> _Task prompt_
Could you extract every entry below and reproduce it exactly?

> _Dataset entries_

--- START ---

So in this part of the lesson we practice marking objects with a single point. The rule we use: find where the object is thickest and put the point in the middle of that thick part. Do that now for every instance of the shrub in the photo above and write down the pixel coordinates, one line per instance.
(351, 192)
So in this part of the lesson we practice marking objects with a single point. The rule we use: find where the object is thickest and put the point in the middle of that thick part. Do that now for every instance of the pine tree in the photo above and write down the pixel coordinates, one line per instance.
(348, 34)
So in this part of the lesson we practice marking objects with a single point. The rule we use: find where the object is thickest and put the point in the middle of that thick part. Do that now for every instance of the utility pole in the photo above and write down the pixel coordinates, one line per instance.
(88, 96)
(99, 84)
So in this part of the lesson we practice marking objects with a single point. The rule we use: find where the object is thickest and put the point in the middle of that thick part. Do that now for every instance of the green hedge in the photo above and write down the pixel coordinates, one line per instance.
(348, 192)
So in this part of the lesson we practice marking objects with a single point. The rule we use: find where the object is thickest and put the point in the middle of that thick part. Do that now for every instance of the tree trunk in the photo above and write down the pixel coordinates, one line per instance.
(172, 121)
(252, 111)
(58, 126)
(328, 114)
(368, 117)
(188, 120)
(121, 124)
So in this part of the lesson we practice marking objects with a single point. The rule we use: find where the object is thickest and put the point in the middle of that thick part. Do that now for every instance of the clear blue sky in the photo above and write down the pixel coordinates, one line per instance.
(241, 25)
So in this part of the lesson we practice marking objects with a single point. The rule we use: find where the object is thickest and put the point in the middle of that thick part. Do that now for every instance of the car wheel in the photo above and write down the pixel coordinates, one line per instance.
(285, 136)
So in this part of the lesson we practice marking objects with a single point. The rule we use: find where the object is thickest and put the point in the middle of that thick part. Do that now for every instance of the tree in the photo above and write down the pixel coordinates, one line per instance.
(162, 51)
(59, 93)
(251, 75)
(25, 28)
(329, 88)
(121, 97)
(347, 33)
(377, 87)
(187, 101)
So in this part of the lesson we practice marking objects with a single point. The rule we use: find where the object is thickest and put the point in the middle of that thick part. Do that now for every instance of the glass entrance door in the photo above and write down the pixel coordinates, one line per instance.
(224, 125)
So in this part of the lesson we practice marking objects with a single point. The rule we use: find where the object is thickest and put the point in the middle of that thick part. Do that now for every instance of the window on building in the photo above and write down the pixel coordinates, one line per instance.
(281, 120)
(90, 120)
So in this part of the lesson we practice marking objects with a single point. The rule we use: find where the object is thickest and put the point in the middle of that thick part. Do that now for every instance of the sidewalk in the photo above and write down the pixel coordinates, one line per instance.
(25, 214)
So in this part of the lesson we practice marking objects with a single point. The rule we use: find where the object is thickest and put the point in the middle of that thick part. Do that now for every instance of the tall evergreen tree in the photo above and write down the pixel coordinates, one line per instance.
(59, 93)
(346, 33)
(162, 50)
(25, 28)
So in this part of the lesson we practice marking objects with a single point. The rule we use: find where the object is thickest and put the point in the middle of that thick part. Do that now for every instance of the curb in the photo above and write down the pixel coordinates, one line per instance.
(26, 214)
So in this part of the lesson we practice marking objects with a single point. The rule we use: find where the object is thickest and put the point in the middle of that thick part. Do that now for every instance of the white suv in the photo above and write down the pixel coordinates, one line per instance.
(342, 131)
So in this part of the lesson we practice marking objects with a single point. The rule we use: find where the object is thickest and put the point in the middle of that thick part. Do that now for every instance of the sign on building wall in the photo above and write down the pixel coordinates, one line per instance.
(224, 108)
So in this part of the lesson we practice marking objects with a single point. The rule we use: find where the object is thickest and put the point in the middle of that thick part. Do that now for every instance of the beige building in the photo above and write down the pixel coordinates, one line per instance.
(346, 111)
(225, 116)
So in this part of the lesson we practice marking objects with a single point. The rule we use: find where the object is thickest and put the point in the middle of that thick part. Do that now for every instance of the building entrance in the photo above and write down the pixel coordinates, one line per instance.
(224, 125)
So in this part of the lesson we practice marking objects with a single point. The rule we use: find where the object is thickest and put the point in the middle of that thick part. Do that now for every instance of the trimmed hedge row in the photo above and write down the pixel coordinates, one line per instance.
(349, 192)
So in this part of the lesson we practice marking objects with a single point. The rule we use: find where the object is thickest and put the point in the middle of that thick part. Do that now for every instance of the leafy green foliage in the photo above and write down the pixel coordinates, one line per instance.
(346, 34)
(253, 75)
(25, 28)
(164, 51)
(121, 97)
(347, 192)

--- END ---

> _Answer_
So in this part of the lesson we practice marking objects with a single point. The rule we use: find where the object is thickest and put the point in the middle of that thick part. Do that now for every instance of the shrub in the photo above and write down the pixel coordinates, one line per instance.
(351, 192)
So in this part of the lesson we practice marking objects with a single point. The rule we use: find where the object is thickest and put the point in the middle of that thick part. Do that now for every instance of the pine tree in the photo above and write down the pixel coordinates, one line per instance.
(348, 34)
So in this part of the lesson we practice marking objects with a single point. The rule we use: find where the object is thickest and put the point in the middle of that thick part. Do that now for every instance of the utility pole in the photo above and write down the pixel coordinates, one line per instance.
(88, 96)
(99, 84)
So in this part of the lesson we practice marking objects with a single point. The rule we use: find where the object is thickest and put the point in the middle of that thick part. Do that now for every instance of the green hedge in the photo above and write down the pixel coordinates, one line per instance.
(348, 192)
So in this part of the lesson we practice marking objects with a single point. The rule we use: find where the object is thickest and put the point in the middle of that thick part. Do that now for every instance of the tree trunk in the photo above and write down the pixel coordinates, one line per instance.
(172, 121)
(252, 111)
(58, 126)
(328, 114)
(368, 117)
(188, 120)
(121, 124)
So in this part of the lesson we practice marking objects with a single point. The rule we use: find where the object is thickest and put the point in the middle of that thick part. Do that now for every instance of the clear blue sky in the photo above and write down the pixel coordinates, one line per instance.
(241, 25)
So in this part of the lesson we practice marking objects with a single point. The rule we use: find where the object is thickest and put the point in the middle of that thick part. Do that now for every instance of the car wheel in the photo above and write down the pixel coordinates, one line per instance.
(285, 136)
So in this part of the lesson we practice marking objects with a single point. The rule we use: find where the object is thickest and put the point in the middle of that thick part. Do that now for every instance of the tree in the photo above and write down the pixel coordinates, one line per instance.
(162, 51)
(59, 93)
(251, 75)
(25, 28)
(329, 88)
(121, 97)
(347, 33)
(377, 87)
(187, 101)
So in this part of the lesson we practice marking objects with a single point. The rule we use: find where the object is thickest and put the point in the middle of that thick part. Do that now for every instance of the glass entrance door in the photo above and write down the pixel coordinates, one line per instance.
(224, 125)
So in this part of the lesson we practice marking objects with a single point. The rule we use: find where the object is thickest and put the point in the middle of that thick part. Do that now for every instance of the window on building in the photo above and write down the pixel coordinates, one line per instance.
(281, 120)
(90, 120)
So in this part of the lesson we practice marking objects with a single point. The rule we use: find where the object is thickest and put the point in the middle of that thick part. Do that now for every instance of the sidewalk in the photo above and write down the pixel coordinates, one line per instance.
(25, 214)
So in this part of the lesson we practice marking objects with a single point. The rule we use: find where the object is thickest and put the point in the middle of that thick part. Do that now for every instance of the tall evergreen tree in the photo above and write down the pixel coordinates, one line per instance.
(59, 93)
(346, 33)
(162, 50)
(25, 28)
So in this part of the lesson we practice marking objects with a single point. The rule we use: find where the object is thickest and put the point in the middle of that thick part. Do that now for every instance of the curb in the photo above and write down the pixel coordinates, one line per instance.
(26, 214)
So in this part of the lesson we practice marking objects with a single point. The rule we use: find where the object is thickest and put the point in the middle of that thick part. Do that now for every instance of the white suv in the photo above and write down the pixel coordinates, one line per instance.
(342, 131)
So in this part of the lesson we practice marking objects with a single point. The rule we use: find where the object is thickest and put the point in the middle of that thick part. Do that now for every instance of the sign on building wall in the photo above and write down the pixel coordinates, one line per instance.
(224, 108)
So in this part of the lesson we practice marking objects with a single point. The rule we use: find where the object is thickest and put the point in the middle of that thick part. Do that now for every instance of the beige building in the photo above and write down the pixel coordinates, one line per instance.
(346, 111)
(225, 116)
So in this part of the lesson we practice marking objects with a single point. The rule we use: find where the object is thickest and put the point in the middle of that thick part. Do that now for every instance of the building entrance in the photo above and write down the pixel coordinates, one line per instance.
(224, 125)
So in this part of the lesson we practice marking objects with a single point. The rule we use: find where the object is thickest and put the point in the middle of that thick part. Do that now for every instance of the trimmed hedge row in the photo above and write down the pixel coordinates, one line per instance.
(349, 192)
So in this part of the lesson we practice marking objects with a single point. The rule we use: find where the object is thickest and put the point in the middle of that thick part. Do that now for every instance of the leafy green foliage in the photo above and write down the pixel coordinates, one line per instance.
(346, 34)
(253, 75)
(25, 28)
(164, 51)
(121, 97)
(347, 192)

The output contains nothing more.